Work to do → Report every line of the records below that contains the string "sandy", treating uppercase and lowercase letters as different.
— start Working data —
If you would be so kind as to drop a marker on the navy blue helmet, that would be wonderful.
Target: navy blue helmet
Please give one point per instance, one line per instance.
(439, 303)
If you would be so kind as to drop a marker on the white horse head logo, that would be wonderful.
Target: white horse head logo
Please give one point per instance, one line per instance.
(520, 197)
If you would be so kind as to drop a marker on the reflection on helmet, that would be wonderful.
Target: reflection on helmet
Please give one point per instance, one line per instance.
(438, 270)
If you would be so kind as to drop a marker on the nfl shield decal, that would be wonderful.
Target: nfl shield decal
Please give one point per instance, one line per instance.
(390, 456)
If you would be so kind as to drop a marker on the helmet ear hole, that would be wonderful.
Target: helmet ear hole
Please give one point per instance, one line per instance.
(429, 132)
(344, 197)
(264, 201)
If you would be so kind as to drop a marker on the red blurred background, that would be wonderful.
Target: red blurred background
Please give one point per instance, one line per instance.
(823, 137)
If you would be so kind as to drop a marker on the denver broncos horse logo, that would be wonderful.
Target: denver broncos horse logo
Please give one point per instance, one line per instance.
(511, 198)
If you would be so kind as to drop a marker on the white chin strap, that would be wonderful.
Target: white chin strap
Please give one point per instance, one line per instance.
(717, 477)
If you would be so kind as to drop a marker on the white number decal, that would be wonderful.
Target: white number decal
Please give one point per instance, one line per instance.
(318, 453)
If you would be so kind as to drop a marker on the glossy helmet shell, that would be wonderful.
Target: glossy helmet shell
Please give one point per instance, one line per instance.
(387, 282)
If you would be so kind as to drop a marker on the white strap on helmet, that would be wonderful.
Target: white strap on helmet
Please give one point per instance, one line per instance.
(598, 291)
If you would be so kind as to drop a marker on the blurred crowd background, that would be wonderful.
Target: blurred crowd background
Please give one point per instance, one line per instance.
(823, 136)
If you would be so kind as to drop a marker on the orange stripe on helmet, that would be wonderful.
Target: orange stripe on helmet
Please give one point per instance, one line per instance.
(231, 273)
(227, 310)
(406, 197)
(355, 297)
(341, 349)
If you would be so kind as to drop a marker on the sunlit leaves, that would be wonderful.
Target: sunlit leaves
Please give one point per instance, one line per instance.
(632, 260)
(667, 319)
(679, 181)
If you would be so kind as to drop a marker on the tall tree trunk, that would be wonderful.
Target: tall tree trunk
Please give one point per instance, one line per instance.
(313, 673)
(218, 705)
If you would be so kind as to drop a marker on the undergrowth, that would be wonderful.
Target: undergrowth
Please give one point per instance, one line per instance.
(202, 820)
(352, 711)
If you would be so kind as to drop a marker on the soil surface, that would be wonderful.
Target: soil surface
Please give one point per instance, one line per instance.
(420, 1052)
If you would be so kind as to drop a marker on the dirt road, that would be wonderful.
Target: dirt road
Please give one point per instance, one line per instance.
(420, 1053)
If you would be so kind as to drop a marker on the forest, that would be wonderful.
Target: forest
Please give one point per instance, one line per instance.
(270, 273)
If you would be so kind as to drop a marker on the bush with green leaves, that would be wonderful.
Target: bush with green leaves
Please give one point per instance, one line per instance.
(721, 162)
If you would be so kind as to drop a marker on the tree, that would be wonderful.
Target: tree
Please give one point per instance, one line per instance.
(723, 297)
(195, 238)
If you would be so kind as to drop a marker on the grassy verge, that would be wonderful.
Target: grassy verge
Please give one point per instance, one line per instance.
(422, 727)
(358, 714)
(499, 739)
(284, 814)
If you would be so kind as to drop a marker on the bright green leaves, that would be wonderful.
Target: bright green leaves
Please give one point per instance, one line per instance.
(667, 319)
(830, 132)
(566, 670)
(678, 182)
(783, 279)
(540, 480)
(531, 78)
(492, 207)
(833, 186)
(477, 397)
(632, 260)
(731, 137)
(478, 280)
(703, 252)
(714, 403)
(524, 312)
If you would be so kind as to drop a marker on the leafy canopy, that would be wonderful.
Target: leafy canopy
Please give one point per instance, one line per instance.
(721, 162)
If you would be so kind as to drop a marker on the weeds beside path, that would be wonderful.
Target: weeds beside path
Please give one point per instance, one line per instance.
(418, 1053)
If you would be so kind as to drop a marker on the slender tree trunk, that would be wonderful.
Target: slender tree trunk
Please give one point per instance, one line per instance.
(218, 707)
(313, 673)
— end Working data —
— start Working data —
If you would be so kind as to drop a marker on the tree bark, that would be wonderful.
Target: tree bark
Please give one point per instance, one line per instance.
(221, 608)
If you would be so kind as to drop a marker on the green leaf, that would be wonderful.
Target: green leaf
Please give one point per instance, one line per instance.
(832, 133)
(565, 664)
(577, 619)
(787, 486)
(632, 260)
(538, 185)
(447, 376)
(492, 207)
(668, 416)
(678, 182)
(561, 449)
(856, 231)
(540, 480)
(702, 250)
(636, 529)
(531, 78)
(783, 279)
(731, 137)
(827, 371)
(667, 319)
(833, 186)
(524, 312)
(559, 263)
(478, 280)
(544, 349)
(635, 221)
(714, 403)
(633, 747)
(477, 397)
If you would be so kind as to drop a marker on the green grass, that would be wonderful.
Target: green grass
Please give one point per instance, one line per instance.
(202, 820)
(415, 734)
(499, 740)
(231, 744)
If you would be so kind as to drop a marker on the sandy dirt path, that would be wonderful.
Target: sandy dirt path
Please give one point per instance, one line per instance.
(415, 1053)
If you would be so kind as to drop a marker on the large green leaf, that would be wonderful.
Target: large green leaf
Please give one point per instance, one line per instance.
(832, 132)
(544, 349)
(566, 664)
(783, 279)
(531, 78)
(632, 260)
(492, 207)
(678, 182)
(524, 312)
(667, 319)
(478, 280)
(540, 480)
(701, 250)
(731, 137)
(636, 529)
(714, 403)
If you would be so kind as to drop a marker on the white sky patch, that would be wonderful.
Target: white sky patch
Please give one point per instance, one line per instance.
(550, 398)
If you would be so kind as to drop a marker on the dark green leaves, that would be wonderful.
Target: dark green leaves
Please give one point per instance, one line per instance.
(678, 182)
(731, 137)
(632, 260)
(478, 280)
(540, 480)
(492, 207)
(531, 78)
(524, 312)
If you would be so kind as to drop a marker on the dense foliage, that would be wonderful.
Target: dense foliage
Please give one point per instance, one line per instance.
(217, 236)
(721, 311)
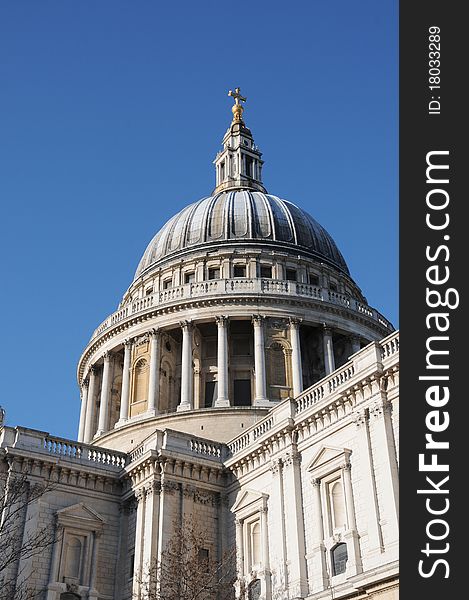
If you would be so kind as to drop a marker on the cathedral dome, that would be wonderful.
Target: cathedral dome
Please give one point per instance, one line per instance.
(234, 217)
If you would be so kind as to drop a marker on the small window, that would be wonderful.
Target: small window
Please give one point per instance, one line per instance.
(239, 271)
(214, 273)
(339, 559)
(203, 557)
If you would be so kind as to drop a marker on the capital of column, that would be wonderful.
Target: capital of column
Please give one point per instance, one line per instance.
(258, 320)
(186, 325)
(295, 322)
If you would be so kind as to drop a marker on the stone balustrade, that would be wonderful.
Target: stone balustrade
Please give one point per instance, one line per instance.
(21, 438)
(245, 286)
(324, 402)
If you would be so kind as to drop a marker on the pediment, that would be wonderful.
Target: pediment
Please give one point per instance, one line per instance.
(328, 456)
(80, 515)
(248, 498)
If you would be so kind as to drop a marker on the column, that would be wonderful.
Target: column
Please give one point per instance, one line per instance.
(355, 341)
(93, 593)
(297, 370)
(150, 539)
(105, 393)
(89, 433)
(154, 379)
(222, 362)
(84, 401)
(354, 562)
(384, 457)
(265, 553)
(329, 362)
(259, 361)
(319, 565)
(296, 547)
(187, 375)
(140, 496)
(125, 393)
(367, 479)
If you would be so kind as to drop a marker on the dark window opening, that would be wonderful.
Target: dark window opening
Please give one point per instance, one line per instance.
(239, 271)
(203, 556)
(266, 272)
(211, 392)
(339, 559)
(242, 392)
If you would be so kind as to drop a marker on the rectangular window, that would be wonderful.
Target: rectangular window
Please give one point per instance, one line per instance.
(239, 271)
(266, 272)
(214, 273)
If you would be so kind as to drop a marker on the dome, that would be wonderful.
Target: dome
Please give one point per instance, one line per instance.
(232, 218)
— end Working data —
Solution to this exercise →
If you would be so kind as to drop a marker on the sandy dirt path, that would be wonderful.
Target: sandy dirt path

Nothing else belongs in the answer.